**Activities**
A: In the medical error page, condense the paragraph beginning "Proving liability after a medical procedure" into a short bulleted list that keeps its main facts.
B: From the medical error page, list every party named as one that may pay compensation to the patient.
C: Continue the page on injury due to medical error, starting after its final line, "Want to make a claim for a medical error?"

**Passage provided**
.....
Injury due to medical error

A medical error can have major consequences for your personal life. Unfortunately, doctors do sometimes make errors during medical procedures. If the mistake can be attributed to the doctor, you are entitled, as a patient, to compensation from the doctor or hospital involved. The doctor will often be covered by insurance, and the insurer will pay the compensation.

Make appointment

Good to know

Proving liability after a medical procedure is often a complicated process and can sometimes take years. There is a difference between a complication and a medical error, and in deciding which applies, the question whether the doctor acted properly or not needs to be answered. A medical error is deemed to have been made when harm to health would not have occurred, or would have been less, under the same circumstances with the same type of doctor. A complication is not necessarily a medical error. A patient may have an allergy to a certain medicine for example, without this having been known beforehand, or a wound may become infected despite the precautions taken. In most cases, the other party will indicate that there is a complication.

Want to make a claim for a medical error?
.....
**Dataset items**
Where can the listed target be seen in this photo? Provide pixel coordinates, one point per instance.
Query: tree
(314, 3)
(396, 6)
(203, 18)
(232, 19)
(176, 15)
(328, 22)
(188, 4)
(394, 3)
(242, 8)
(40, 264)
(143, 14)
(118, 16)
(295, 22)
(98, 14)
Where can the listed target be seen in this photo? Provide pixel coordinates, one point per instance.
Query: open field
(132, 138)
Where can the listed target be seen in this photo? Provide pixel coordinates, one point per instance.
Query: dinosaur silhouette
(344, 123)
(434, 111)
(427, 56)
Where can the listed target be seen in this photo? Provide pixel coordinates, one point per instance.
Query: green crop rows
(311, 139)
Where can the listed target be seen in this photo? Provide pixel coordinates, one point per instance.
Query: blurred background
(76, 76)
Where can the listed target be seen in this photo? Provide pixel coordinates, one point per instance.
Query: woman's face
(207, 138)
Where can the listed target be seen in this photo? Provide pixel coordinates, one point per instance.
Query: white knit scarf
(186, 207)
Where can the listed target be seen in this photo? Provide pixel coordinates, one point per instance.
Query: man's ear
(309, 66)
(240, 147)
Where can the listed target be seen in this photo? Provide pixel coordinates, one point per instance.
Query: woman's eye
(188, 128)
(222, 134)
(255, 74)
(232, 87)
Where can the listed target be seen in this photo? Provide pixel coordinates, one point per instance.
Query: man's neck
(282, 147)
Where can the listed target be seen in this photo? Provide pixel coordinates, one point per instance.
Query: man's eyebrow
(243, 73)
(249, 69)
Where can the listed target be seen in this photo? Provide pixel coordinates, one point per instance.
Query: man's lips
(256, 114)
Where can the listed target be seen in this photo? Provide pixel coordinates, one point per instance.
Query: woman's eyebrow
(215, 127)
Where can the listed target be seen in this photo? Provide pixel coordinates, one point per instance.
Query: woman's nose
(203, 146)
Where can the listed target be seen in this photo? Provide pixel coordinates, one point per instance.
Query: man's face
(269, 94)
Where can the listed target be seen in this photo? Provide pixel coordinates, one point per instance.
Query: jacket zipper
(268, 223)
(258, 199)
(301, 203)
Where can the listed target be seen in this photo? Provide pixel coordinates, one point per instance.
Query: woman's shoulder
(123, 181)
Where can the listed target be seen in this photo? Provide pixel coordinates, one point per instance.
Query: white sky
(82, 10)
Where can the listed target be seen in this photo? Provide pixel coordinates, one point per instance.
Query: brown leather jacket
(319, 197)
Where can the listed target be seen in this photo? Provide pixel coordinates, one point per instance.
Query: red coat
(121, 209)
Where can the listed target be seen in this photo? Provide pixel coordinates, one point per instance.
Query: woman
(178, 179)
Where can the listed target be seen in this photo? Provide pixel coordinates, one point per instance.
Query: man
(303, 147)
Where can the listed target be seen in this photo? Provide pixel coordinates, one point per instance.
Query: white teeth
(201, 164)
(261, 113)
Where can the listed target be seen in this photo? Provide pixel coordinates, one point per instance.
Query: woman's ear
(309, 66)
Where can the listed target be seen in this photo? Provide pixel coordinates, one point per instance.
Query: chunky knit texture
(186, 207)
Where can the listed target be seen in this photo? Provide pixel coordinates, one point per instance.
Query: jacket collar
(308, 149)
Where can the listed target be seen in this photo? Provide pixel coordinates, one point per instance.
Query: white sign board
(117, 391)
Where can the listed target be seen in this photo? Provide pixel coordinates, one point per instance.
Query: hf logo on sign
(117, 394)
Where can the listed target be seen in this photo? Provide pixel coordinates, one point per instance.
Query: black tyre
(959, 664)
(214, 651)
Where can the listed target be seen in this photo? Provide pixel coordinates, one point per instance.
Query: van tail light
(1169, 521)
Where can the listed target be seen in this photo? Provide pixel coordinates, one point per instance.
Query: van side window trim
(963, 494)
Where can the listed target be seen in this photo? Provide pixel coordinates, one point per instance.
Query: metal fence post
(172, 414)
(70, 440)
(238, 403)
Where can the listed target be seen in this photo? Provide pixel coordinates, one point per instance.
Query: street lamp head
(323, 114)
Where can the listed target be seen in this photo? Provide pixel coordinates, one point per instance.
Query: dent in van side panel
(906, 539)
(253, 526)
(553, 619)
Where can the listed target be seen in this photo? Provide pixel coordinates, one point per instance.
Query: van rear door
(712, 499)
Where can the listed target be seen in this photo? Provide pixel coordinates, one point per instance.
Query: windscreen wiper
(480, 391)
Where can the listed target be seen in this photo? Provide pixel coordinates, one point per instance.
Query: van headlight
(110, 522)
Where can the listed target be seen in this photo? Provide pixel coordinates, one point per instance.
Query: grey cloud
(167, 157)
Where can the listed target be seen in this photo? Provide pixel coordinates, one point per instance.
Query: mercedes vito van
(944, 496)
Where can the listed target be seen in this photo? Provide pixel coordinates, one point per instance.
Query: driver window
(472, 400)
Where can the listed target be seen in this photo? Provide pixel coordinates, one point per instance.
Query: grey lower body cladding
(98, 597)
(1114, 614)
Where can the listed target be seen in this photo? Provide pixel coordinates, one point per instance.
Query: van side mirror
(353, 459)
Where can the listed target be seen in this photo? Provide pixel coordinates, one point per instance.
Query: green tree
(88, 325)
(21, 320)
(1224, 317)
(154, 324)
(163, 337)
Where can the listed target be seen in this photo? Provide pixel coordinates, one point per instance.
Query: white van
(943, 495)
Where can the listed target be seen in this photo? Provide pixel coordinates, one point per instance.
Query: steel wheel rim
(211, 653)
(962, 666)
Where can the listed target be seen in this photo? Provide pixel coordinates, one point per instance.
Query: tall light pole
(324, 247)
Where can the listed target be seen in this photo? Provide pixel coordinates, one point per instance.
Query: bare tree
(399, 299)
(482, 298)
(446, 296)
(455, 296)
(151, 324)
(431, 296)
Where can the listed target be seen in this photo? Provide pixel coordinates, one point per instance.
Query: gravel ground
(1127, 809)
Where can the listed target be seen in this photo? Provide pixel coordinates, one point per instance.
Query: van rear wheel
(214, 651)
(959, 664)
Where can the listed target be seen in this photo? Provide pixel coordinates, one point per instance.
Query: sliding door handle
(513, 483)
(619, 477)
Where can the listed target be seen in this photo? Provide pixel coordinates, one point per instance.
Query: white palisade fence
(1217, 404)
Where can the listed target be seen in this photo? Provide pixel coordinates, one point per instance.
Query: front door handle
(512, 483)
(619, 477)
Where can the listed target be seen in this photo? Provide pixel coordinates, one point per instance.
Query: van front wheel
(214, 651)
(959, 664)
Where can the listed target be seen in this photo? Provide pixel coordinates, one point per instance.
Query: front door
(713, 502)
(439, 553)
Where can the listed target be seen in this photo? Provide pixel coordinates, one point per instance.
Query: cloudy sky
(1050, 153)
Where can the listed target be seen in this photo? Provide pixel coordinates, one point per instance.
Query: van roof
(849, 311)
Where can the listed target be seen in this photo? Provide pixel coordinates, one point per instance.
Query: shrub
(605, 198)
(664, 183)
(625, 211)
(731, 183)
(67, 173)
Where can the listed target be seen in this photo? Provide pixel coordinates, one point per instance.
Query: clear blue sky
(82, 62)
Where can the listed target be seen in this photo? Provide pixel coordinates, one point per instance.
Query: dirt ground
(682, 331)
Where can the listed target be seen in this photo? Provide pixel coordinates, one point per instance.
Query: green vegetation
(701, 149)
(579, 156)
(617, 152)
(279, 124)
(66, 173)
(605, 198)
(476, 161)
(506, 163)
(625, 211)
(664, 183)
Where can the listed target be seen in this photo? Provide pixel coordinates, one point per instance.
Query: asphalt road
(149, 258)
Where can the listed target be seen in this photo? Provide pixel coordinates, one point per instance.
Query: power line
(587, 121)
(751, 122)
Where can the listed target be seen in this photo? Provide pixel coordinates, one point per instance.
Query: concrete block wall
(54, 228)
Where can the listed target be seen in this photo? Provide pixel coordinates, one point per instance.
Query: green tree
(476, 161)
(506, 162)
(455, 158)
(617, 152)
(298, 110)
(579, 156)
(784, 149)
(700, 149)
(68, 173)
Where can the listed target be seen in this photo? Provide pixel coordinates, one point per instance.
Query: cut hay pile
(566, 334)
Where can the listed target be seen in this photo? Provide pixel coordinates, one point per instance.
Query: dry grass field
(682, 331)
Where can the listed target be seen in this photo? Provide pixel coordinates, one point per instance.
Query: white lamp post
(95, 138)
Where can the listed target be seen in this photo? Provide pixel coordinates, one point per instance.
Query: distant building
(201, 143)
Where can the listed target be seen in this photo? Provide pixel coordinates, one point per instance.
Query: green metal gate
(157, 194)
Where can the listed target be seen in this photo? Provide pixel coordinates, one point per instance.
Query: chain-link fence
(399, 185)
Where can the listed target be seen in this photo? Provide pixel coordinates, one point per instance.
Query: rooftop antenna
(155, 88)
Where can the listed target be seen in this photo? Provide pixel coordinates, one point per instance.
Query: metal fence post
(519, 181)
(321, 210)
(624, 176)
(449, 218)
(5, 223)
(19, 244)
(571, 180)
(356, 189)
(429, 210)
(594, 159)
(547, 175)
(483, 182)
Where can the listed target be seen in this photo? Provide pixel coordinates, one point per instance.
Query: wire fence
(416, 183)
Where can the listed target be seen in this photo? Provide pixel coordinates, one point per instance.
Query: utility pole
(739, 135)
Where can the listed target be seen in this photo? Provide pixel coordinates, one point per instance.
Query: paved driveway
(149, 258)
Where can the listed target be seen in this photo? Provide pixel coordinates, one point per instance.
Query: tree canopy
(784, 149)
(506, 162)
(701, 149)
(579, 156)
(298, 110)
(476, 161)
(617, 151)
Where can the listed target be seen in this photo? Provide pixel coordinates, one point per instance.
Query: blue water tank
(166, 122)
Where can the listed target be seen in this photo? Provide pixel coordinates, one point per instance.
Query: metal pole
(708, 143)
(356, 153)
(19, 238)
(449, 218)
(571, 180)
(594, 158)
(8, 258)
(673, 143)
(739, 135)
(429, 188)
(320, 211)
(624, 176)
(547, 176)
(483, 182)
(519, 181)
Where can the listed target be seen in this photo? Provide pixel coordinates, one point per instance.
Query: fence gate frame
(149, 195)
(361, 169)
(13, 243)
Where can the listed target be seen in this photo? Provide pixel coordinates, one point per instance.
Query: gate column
.....
**Task results**
A:
- Proving liability after a medical procedure is often complicated and can take years.
- A complication differs from a medical error. Telling them apart depends on whether the doctor acted properly.
- A medical error has occurred when the harm to health would not have happened, or would have been smaller, under the same circumstances with the same type of doctor.
- A complication is not necessarily a medical error. Examples are an allergy to a medicine that was not known beforehand, or a wound that becomes infected despite precautions.
- In most cases, the other party will say it was a complication.

B:
- The doctor
- The hospital involved
- The insurer covering the doctor

C:
We can help you to recover damages in the event of a medical error. We will hold an initial consultation to discuss your situation and what it is that you are looking for. We will also request your medical file so that we can accurately assess your chances of success. If necessary, we will submit your file to an independent medical advisor who will use their expertise to assess whether mistakes were made during treatment. If the report reveals a medical error, we can hold the healthcare provider liable on your behalf.

If the healthcare provider acknowledges that a medical error occurred, it will pay the costs of the medical examination, the costs of our services and a compensation payment. As personal injury lawyers, we can also go to court on your behalf to assert your rights.

Want to schedule an initial
consultation free of charge?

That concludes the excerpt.